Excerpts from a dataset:
---------------

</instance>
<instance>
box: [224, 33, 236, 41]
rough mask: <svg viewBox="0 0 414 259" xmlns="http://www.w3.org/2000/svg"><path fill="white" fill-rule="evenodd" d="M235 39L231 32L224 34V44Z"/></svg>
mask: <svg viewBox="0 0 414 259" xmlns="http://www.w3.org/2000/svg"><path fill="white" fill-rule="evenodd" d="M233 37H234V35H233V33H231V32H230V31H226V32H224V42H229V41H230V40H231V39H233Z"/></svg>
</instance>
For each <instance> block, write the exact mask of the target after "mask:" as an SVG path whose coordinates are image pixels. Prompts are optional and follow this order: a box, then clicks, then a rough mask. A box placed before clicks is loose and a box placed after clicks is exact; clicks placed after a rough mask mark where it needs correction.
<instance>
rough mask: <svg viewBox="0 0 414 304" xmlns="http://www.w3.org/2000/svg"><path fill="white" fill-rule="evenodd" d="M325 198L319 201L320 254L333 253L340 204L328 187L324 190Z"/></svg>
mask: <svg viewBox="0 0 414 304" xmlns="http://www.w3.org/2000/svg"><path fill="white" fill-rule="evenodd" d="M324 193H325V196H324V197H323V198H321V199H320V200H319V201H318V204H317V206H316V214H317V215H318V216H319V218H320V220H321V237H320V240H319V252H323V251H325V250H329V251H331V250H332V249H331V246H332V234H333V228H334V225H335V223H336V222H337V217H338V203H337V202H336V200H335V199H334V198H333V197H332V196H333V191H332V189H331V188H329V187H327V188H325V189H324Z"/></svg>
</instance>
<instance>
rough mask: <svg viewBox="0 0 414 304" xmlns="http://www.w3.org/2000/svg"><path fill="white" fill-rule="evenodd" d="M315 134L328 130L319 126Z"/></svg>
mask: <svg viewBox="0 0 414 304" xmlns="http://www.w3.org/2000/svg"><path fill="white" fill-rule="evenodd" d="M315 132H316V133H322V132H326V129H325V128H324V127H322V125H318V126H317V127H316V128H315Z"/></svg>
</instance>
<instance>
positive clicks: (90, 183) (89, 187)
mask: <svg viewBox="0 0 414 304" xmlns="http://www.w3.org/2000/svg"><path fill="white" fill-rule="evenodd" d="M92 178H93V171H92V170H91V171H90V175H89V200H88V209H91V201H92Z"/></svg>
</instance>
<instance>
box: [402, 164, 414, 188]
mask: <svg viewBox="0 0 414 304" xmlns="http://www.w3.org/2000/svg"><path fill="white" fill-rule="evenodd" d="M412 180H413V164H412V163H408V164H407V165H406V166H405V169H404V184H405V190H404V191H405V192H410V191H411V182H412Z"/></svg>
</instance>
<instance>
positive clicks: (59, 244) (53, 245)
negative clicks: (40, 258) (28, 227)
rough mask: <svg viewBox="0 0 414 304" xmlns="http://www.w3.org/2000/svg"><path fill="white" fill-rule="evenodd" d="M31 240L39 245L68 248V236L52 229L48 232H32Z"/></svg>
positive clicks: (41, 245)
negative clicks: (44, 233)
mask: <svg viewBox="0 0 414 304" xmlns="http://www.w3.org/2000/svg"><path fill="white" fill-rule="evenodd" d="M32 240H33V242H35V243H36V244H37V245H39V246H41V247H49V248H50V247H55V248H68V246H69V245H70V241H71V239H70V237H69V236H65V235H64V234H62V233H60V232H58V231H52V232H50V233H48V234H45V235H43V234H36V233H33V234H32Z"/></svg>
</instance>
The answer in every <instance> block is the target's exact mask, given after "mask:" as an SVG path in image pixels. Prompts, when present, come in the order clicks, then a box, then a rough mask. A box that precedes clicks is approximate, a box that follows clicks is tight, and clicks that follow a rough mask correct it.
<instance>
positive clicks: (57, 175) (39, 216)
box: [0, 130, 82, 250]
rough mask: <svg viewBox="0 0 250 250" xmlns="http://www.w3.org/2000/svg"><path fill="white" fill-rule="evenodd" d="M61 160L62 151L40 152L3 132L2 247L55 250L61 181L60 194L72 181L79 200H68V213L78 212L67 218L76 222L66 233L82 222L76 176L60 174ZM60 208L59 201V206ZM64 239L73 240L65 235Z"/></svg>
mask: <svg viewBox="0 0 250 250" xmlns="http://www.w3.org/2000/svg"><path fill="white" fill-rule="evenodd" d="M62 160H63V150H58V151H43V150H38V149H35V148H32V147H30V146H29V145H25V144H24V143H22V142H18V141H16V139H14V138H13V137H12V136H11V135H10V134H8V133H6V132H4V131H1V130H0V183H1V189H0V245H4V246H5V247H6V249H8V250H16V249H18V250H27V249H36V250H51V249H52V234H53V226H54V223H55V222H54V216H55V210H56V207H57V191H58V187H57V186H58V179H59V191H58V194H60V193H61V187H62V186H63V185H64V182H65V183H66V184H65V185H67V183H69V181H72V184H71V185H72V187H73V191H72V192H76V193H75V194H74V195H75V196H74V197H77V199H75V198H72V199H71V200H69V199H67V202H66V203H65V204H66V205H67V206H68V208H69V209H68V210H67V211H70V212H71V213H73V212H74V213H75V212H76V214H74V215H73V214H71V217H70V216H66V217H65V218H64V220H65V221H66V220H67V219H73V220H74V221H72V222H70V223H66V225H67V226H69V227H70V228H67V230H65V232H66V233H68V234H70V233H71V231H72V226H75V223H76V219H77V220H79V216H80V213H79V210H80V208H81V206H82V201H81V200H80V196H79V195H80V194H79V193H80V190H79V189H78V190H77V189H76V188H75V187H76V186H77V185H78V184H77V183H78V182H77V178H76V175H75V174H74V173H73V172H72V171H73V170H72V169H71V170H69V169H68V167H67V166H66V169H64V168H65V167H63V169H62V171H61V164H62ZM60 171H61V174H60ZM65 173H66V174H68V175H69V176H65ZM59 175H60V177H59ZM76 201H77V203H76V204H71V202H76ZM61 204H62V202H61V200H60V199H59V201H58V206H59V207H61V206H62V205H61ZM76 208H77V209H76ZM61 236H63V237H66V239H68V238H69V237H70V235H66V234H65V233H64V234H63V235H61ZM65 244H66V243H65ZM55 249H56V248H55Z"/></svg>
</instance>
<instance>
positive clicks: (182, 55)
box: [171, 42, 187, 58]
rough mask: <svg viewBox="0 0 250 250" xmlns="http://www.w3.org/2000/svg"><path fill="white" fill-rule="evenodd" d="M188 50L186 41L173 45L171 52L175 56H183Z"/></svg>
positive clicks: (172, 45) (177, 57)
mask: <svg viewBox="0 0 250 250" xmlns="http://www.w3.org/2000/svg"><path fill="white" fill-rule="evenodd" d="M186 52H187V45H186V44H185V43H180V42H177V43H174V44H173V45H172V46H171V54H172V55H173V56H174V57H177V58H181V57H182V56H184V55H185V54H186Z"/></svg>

---------------

◆ Required work
Search the entries for the word "order", then list each line that holds it.

◆ Written response
For each <instance> block, write the exact mask of the target after "mask:" as an SVG path whose coordinates are image pixels. Prompts are optional and follow this order: a box, then clicks, then a rough mask. A box placed before clicks is loose and a box placed after clicks is exact; clicks placed after a rough mask mark where it needs correction.
The answer in every <instance> block is the target's exact mask, given after "mask:" as an SVG path in image pixels. Prompts, when present, come in the order clicks, then a box, then a rough mask. A box that precedes clicks is approximate, a box that follows clicks is tight, and clicks that follow a rough mask correct it.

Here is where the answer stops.